◆ PAGE EXCERPT

RE: [RFC]Pid conversion between pid namespace

From: chenhanxiao@xxxxxxxxxxxxxx
Date: Mon Jul 21 2014 - 06:47:58 EST


Hi,

> -----Original Message-----
> From: Serge Hallyn [mailto:serge.hallyn@xxxxxxxxxx]
> Sent: Tuesday, July 15, 2014 12:16 PM
> To: Chen, Hanxiao/陈 晗霄
> Subject: Re: [RFC]Pid conversion between pid namespace
> > A-2) syscall pid_t getnspid(pid_t query_pid, pid_t observer_pid)
> > pros:
> > - ns procfs free, easy to use.
> > We could get rid of mounted ns procfs.
> >
> > cons:
> > - may find multiple results in nested ns.
> > We wished the new API could tell us the exact answer.
> > But if getnspid return more than one results will bring trouble to admins,
>
> (See below for more, but) the question being posed to getnspid has precisely
> one answer.
>
> > they had to make another decision.
> > Or we marked the deepest level for translation as prerequisite.
> >
> > -based on current pidns, no reference ns.
>
> Hm, no. The intent here was that
>
> observer_pid would be in current ns
> query_pid would be in observer_pid's ns.
>
> So this would be ideal for "I got a pid in a logfile created by rsyslog in
> a nested contaner, what is the logged pid in my pidns."
>
> Taking a set of tasks (like a container with nesting) and bulding a tree
> of all pids shouldn't be too difficult either. Start with the init pid,
> call getnspid($pid, $init_pid) for every $pid in the container; to figure
> out whether any $pid is itself a nested init_pid, we can compare the
> /proc/$$/ns/pid, as well as look at getnspid($pid, $pid).
I'm a little confused in this section:

Ex:
init_pid_ns ns1 ns2
t1 2
t2 `- 3 1
t3 `- 4 `- 5 1
t4 `-6 `-8 `-9
t5 `-10 `-9 `-10

For getnspid($pid, $init_pid),
Does init_pid means container's init_pid such as 3 for t2?

In nested containers, does this syscall work as:
getnspid(9, 4) -> (6, 8, 9)
9 in ns2, 4 as t3 in init_pid_ns(current ns)

And:
getnspid($pid, $pid)
If pid in host and pid in container is the same by coincidence:
getnspid(10,10) for t5, it may not work.

Thanks,
- Chen
>
> > B) make/change proc file/directories
> > B-1) expand /proc/pid/status
> > pros:
> > - easy to use and to debug
> > - already had existed interface in kernel
> >
> > cons:
> > - based on current ns
> > for middle level, we had to make another decision.
> > - do not have hierarchy info.
> >
> > B-2) /proc/<pidX>/ns/proc/ which would contain everything
> > pros:
> > - have enough info from /proc in container
> >
> > cons:
> > - Requirements unclear.

◆ GOAL
Reproduce the pid namespace message between "In nested containers, does" and "may not work.", inclusive, swapping "host" for "parent namespace".

◆ DATA SECTION

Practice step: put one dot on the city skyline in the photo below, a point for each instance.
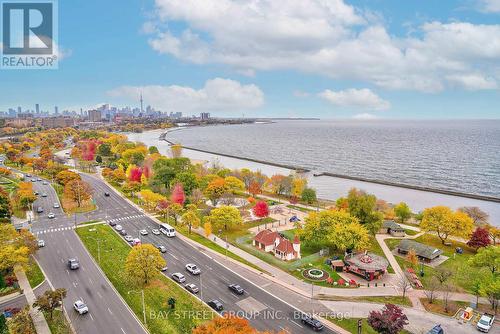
(350, 59)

◆ RESULT FOR THIS TASK
In nested containers, does this syscall work as:
getnspid(9, 4) -> (6, 8, 9)
9 in ns2, 4 as t3 in init_pid_ns(current ns)

And:
getnspid($pid, $pid)
If pid in parent namespace and pid in container is the same by coincidence:
getnspid(10,10) for t5, it may not work.